▶ [SET TASK]
Convert the lines from the start of the items below through the line containing "x=204, y=524", inclusive, into a numbered list, omitting any blank lines.

Stored entries

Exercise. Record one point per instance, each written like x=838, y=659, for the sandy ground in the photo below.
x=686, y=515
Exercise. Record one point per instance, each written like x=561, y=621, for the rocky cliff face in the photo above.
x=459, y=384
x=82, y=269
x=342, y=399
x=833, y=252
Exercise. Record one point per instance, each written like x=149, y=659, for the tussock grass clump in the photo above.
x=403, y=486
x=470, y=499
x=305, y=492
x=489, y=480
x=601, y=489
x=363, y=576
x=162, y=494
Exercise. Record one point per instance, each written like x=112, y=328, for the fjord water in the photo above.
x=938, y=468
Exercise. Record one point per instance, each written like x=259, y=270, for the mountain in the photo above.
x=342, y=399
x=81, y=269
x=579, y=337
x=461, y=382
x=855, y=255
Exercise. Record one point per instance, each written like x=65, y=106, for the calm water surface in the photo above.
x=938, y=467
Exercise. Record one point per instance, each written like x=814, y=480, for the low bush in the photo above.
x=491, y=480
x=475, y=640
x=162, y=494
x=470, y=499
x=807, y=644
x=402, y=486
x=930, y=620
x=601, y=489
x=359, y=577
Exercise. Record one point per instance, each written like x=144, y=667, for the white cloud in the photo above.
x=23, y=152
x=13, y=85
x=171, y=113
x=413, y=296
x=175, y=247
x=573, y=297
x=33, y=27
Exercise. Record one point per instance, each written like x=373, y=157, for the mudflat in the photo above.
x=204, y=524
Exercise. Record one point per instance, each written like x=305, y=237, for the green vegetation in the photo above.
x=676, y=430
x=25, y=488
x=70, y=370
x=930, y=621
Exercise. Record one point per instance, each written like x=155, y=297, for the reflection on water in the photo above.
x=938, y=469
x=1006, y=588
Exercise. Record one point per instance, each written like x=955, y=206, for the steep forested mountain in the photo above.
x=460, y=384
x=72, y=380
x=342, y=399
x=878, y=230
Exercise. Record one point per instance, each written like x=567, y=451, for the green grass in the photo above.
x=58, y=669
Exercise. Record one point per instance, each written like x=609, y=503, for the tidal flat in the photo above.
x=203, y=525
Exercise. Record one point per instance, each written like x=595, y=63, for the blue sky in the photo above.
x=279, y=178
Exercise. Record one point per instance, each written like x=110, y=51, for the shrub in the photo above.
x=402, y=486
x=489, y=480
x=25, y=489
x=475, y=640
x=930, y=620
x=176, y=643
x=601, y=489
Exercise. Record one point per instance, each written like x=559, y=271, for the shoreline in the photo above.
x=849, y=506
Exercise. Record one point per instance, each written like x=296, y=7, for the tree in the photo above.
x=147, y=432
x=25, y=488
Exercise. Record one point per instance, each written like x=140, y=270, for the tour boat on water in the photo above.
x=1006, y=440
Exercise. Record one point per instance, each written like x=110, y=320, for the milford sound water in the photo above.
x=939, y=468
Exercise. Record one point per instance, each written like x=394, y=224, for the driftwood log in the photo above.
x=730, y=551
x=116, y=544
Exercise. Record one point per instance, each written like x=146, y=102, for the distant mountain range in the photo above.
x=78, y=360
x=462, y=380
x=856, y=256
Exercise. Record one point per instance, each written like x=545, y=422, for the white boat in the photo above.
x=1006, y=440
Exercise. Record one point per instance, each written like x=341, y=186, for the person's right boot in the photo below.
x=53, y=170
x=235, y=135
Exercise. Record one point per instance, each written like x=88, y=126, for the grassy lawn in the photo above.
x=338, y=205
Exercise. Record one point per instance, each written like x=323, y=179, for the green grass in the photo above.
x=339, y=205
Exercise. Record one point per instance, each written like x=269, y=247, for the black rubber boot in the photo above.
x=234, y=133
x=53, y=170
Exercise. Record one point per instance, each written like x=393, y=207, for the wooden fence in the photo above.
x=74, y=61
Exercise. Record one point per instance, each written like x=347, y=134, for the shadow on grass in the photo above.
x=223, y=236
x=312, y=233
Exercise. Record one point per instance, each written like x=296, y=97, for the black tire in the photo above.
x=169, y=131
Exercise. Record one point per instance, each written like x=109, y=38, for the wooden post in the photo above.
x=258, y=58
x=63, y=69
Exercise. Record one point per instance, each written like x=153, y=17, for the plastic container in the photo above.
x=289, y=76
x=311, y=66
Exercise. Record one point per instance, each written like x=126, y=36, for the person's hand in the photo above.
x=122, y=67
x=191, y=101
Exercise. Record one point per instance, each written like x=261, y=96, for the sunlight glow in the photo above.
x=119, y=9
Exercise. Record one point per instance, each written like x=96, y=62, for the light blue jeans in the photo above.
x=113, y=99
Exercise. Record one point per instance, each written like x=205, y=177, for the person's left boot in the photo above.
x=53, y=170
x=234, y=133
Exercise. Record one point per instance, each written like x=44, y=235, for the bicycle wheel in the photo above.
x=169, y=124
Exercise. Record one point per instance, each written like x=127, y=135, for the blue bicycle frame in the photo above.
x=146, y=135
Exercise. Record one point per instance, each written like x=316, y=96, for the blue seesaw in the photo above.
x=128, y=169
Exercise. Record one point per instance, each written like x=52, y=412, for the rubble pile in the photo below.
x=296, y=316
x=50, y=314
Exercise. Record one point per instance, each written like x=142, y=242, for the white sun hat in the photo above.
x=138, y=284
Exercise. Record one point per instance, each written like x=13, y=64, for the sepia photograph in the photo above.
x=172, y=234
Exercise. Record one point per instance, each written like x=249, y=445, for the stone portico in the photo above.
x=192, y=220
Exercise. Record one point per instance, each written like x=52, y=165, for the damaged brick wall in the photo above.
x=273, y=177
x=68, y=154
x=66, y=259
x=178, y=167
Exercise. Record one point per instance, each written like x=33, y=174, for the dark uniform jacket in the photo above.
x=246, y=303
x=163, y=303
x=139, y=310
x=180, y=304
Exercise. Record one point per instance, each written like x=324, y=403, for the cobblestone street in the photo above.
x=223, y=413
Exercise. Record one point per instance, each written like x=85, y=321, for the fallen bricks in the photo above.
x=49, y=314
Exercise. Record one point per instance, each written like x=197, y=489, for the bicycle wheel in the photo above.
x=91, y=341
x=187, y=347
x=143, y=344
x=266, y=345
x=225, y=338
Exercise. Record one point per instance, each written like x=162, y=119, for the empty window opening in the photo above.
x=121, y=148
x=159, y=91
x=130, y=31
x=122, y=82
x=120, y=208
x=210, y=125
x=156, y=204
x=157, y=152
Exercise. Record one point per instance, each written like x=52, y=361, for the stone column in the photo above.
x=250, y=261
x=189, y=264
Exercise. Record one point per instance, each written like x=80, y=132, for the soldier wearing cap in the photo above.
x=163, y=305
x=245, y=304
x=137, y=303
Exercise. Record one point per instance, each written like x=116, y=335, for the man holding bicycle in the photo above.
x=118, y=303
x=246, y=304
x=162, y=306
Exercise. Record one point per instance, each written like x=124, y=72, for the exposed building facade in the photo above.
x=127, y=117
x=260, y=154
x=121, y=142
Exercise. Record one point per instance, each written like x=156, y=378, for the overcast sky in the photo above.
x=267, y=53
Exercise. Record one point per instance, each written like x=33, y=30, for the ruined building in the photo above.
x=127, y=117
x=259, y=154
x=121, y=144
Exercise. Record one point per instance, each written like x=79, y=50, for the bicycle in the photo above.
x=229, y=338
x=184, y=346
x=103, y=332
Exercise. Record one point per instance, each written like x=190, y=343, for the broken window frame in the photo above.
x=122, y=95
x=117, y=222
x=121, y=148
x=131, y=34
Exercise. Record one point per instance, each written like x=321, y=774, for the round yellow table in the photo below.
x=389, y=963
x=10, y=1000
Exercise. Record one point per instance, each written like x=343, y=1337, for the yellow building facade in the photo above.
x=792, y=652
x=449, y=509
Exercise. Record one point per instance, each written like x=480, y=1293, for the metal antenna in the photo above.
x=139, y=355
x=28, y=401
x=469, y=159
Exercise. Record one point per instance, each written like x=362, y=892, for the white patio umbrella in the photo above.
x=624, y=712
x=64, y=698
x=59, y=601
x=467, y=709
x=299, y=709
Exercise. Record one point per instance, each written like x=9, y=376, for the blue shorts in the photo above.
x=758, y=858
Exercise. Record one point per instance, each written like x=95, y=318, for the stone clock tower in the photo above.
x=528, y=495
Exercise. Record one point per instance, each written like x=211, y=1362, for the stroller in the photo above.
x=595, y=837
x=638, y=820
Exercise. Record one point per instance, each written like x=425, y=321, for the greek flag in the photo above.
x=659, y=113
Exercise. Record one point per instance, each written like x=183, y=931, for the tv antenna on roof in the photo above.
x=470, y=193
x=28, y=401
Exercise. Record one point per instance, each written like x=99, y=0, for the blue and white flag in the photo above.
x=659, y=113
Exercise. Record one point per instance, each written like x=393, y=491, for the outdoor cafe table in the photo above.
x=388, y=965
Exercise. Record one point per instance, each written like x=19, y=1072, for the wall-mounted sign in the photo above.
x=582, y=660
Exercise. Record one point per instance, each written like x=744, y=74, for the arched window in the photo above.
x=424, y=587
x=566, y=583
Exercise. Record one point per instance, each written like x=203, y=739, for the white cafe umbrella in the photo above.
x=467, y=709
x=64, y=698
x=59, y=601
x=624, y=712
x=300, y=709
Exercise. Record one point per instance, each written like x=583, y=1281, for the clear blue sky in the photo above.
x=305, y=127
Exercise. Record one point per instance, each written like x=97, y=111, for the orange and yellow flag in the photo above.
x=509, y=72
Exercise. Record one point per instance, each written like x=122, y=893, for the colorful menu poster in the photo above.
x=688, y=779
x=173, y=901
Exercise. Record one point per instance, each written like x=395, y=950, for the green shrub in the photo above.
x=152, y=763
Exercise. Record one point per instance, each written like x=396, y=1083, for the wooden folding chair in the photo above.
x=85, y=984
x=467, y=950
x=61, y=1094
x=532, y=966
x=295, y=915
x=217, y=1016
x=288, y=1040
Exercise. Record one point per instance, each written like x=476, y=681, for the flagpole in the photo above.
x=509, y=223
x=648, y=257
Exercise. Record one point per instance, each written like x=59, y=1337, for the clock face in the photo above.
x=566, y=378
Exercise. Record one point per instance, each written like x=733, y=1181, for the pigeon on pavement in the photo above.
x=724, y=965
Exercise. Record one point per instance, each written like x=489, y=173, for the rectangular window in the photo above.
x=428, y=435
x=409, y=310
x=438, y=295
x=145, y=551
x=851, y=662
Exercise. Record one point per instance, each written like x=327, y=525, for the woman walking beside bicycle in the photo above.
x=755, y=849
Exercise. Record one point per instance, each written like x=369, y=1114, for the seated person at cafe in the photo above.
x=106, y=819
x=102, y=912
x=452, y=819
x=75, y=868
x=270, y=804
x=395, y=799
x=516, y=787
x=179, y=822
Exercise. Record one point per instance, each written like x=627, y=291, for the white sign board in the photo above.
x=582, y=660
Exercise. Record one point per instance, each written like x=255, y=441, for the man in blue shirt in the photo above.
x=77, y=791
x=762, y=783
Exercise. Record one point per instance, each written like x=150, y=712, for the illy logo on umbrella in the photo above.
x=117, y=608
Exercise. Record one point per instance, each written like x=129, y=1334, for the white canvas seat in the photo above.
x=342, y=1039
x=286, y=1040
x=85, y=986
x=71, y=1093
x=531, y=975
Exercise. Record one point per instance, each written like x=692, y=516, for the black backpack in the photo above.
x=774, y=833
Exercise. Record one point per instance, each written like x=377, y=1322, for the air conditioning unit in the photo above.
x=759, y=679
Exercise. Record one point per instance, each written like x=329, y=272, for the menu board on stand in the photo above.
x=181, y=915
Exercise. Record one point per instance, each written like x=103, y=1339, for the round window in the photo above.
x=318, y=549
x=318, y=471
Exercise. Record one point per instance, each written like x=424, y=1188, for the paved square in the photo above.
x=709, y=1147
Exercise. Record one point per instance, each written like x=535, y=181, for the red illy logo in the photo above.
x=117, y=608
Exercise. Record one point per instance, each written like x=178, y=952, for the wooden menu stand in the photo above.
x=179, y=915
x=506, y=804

▶ [WRITTEN ANSWER]
1. Exercise. Record one point per instance, each written like x=838, y=659, for the sandy ground in the photo below.
2. x=686, y=515
3. Exercise. Record one point per instance, each written like x=561, y=621, for the rocky cliff face in the photo above.
4. x=459, y=384
5. x=82, y=269
6. x=342, y=399
7. x=833, y=252
8. Exercise. Record one point per instance, each written like x=149, y=659, for the tussock grass clump in the photo above.
9. x=403, y=486
10. x=470, y=499
11. x=305, y=492
12. x=489, y=480
13. x=601, y=489
14. x=363, y=576
15. x=162, y=494
16. Exercise. Record one point per instance, each written like x=112, y=328, for the fjord water in the photo above.
17. x=938, y=468
18. Exercise. Record one point per instance, each written like x=259, y=270, for the mountain in the photo above.
19. x=342, y=399
20. x=81, y=269
21. x=579, y=337
22. x=461, y=382
23. x=855, y=255
24. Exercise. Record one point per instance, each written like x=65, y=106, for the calm water surface in the photo above.
25. x=938, y=467
26. Exercise. Record one point per instance, each written like x=814, y=480, for the low bush in the photo above.
27. x=491, y=480
28. x=475, y=640
29. x=162, y=494
30. x=470, y=499
31. x=807, y=644
32. x=402, y=486
33. x=930, y=620
34. x=601, y=489
35. x=359, y=577
36. Exercise. Record one point per instance, each written like x=144, y=667, for the white cloud in the photo above.
37. x=23, y=152
38. x=13, y=85
39. x=171, y=113
40. x=413, y=296
41. x=175, y=247
42. x=573, y=297
43. x=33, y=27
44. Exercise. Record one point per instance, each written like x=373, y=157, for the mudflat in the photo above.
45. x=204, y=524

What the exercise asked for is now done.